Records for location labeling
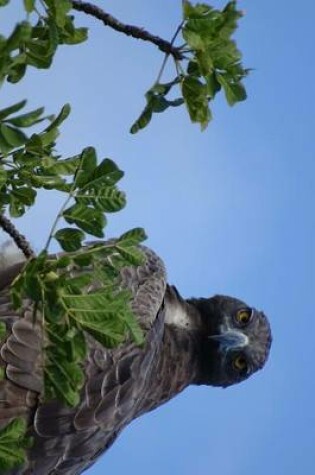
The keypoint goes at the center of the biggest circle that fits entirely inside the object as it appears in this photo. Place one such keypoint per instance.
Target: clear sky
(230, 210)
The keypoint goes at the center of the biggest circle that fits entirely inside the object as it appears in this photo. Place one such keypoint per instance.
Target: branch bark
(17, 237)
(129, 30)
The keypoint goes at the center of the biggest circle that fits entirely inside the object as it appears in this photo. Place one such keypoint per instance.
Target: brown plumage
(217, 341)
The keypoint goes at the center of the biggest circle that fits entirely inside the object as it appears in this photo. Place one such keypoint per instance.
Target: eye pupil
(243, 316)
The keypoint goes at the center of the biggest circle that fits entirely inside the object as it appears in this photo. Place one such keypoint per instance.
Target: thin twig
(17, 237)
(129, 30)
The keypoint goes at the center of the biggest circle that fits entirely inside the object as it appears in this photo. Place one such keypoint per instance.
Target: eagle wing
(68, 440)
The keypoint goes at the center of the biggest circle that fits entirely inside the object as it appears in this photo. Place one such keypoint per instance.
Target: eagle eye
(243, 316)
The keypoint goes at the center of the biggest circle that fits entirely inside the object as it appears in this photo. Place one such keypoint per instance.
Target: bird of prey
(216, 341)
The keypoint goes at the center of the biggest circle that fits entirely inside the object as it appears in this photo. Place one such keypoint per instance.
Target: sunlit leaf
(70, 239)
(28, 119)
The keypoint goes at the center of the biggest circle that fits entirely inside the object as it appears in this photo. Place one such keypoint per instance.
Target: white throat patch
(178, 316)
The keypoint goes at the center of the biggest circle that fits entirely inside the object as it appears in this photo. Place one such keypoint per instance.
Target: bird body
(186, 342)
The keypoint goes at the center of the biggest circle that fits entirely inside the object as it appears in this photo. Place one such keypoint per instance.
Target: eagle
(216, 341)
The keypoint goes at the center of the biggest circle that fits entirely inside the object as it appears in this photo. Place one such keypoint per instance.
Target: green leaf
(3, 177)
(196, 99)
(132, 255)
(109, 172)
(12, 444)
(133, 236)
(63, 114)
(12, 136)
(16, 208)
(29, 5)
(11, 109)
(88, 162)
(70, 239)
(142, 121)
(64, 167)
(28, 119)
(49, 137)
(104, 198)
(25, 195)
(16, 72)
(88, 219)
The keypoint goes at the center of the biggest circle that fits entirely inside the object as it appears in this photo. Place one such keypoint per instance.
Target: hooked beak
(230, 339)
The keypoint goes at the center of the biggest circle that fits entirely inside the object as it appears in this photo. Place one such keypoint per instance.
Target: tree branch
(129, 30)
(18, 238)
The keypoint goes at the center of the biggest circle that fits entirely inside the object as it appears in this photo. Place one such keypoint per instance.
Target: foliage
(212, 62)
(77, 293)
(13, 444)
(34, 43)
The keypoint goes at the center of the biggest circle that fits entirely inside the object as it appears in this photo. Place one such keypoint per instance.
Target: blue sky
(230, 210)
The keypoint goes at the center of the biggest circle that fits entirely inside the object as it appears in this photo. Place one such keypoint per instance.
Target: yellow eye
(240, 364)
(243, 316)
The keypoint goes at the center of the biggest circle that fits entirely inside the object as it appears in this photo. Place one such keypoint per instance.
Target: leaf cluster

# [PROBLEM TO SOLVE]
Pick out each line in the entries above that contains the string "eagle" and copy it. Case counts.

# [EXERCISE RESPONSE]
Target: eagle wing
Target: eagle eye
Target: eagle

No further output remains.